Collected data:

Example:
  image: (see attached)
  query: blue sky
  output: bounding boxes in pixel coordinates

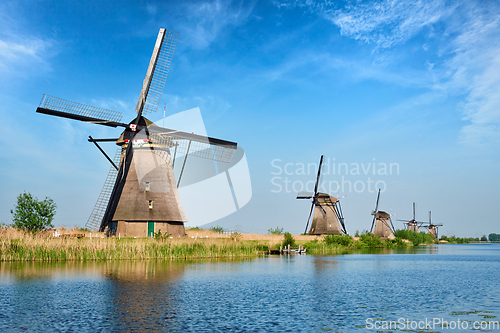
[1,0,499,237]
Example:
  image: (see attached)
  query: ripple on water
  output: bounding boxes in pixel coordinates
[0,244,499,332]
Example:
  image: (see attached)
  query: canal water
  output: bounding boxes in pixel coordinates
[0,244,499,332]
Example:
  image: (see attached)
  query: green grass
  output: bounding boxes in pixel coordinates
[302,233,410,255]
[0,237,271,261]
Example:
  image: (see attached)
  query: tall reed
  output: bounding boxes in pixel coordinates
[0,232,273,262]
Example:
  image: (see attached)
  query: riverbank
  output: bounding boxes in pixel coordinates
[0,230,400,262]
[0,227,472,261]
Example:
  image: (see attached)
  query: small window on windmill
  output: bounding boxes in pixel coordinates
[145,182,150,192]
[149,200,153,209]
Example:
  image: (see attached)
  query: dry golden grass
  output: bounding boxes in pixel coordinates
[184,229,321,241]
[0,227,278,261]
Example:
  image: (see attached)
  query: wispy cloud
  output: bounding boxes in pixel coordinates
[90,98,130,113]
[0,3,57,78]
[0,38,54,75]
[443,11,500,145]
[319,0,450,49]
[275,0,500,146]
[181,0,255,49]
[162,93,231,123]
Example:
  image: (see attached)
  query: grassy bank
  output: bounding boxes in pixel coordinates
[300,233,410,255]
[0,236,273,261]
[0,227,466,262]
[0,230,405,261]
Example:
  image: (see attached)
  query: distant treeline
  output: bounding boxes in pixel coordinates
[439,235,473,244]
[489,233,500,242]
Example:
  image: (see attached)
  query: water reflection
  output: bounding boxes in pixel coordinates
[0,260,187,332]
[104,261,185,331]
[0,245,499,332]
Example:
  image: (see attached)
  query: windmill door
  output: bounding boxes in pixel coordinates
[148,222,155,237]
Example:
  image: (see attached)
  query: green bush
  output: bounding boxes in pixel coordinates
[389,237,407,247]
[394,229,434,246]
[230,232,242,241]
[256,244,269,252]
[210,226,224,233]
[359,233,384,248]
[153,229,171,241]
[323,234,353,247]
[282,232,296,248]
[186,226,203,231]
[268,227,284,235]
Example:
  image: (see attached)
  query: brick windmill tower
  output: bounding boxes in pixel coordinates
[296,155,347,235]
[369,189,396,239]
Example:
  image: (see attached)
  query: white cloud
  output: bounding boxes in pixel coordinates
[182,0,254,49]
[276,0,500,146]
[321,0,449,49]
[0,4,56,77]
[453,17,500,145]
[0,38,54,75]
[162,94,231,122]
[90,98,131,113]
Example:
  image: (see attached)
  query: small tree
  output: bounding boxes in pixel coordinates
[282,232,296,248]
[210,225,224,233]
[268,226,284,235]
[11,192,56,232]
[481,235,488,242]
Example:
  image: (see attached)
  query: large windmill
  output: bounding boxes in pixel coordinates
[36,28,237,237]
[296,155,347,235]
[397,203,425,232]
[369,189,395,239]
[420,211,443,238]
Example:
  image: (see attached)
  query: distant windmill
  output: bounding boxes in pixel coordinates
[296,155,347,235]
[369,189,395,239]
[397,203,426,232]
[421,211,443,238]
[36,28,238,237]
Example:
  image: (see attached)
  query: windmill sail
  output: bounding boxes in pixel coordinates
[85,148,122,231]
[142,30,178,115]
[421,211,443,238]
[296,192,314,199]
[148,127,237,163]
[135,29,178,116]
[37,94,123,125]
[397,203,425,232]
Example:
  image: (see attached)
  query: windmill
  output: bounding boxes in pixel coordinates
[36,28,237,237]
[421,211,443,238]
[397,203,425,232]
[296,155,347,235]
[369,189,396,239]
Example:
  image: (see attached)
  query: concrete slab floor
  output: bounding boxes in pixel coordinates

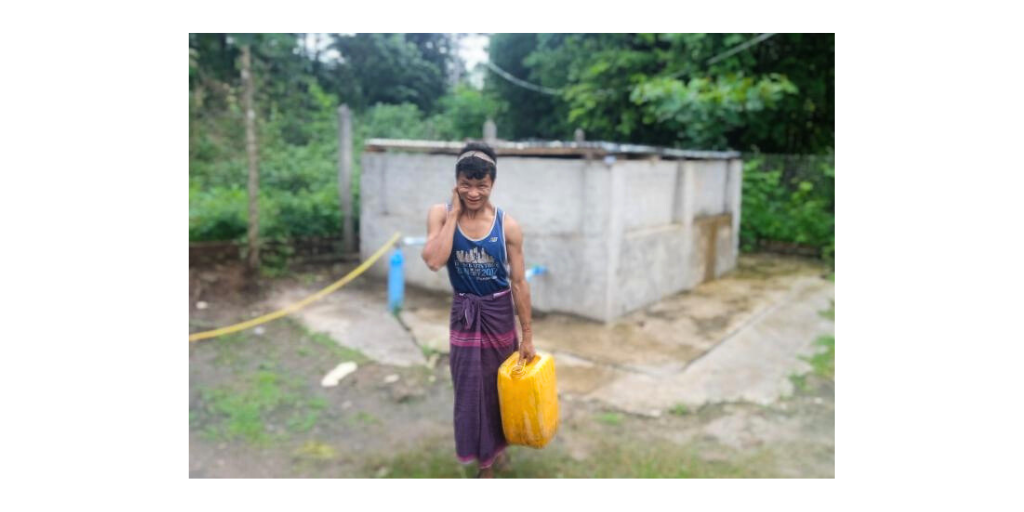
[265,286,427,368]
[273,253,833,415]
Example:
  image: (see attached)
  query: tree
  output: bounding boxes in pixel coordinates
[485,33,834,153]
[240,44,260,272]
[326,34,451,114]
[485,33,572,140]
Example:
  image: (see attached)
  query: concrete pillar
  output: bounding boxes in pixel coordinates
[574,128,585,143]
[679,160,699,289]
[338,104,355,253]
[483,119,497,145]
[726,158,744,260]
[603,159,626,322]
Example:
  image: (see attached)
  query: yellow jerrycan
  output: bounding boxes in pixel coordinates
[497,351,559,448]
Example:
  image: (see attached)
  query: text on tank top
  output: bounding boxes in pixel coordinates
[445,204,510,296]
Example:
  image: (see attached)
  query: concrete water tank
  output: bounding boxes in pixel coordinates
[360,139,742,323]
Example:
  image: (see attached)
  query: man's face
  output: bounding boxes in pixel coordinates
[456,173,493,211]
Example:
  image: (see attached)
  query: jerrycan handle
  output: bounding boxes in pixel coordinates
[511,354,530,378]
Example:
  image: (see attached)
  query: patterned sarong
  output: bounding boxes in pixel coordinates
[449,287,518,468]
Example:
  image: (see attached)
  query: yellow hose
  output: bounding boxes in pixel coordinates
[188,231,402,342]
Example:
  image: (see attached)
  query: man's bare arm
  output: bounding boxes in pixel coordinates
[505,214,535,362]
[421,203,458,271]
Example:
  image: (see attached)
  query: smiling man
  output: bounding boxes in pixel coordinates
[420,141,535,478]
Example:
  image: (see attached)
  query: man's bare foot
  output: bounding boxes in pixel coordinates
[476,466,495,478]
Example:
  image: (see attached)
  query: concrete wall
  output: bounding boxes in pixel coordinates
[360,150,742,323]
[610,158,742,317]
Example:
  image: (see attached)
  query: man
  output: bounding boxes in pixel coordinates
[421,142,536,478]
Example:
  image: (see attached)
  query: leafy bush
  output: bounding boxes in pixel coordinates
[190,81,347,244]
[259,185,341,240]
[356,102,432,140]
[740,156,834,262]
[189,183,248,242]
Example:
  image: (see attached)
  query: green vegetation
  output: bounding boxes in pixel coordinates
[788,372,809,392]
[210,331,250,367]
[791,302,836,392]
[302,327,371,364]
[346,411,381,427]
[808,299,836,380]
[487,34,833,153]
[368,440,774,478]
[190,33,834,267]
[669,404,691,416]
[190,34,505,262]
[819,300,835,320]
[804,335,835,380]
[195,368,325,445]
[740,156,835,262]
[203,319,368,368]
[595,412,624,426]
[192,319,370,445]
[419,344,443,360]
[287,396,328,433]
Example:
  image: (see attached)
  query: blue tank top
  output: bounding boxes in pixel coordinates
[445,204,511,296]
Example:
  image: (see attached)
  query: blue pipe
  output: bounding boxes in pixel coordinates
[389,237,547,313]
[388,248,404,314]
[525,265,547,282]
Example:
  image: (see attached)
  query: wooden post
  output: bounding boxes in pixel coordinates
[483,118,496,145]
[338,104,355,254]
[241,45,260,272]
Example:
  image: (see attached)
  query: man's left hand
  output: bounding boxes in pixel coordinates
[519,330,536,365]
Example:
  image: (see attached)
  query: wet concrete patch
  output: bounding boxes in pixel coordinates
[550,355,622,396]
[266,286,426,367]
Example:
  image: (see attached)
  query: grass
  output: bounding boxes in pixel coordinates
[420,344,442,359]
[193,318,370,446]
[211,331,249,366]
[669,404,690,416]
[595,412,623,426]
[804,335,835,379]
[346,411,381,427]
[200,311,370,367]
[790,302,836,391]
[287,396,328,433]
[194,367,328,445]
[192,315,375,446]
[808,300,835,380]
[366,439,773,478]
[819,299,835,320]
[789,372,809,392]
[300,324,371,364]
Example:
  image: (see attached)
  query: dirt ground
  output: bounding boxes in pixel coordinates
[189,255,834,478]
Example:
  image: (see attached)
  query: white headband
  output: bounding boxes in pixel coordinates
[457,150,495,165]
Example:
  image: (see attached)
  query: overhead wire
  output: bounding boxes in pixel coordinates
[484,33,778,97]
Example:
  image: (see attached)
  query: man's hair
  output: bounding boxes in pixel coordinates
[456,142,497,182]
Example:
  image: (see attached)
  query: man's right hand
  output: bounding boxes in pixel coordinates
[450,186,462,216]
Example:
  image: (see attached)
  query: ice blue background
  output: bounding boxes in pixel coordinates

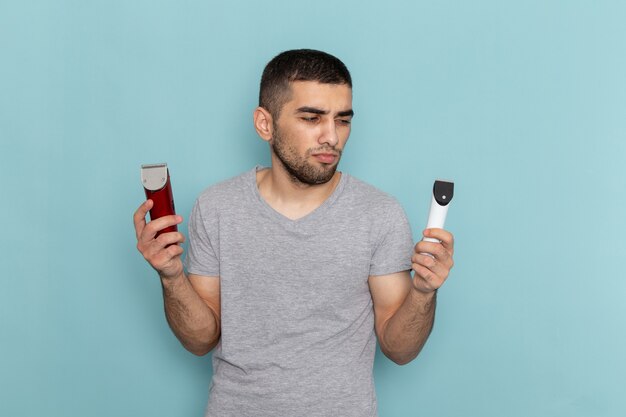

Task statement: Return every line of the entries above that the string "cloud" appears in.

Output:
  query: wispy cloud
  query: white cloud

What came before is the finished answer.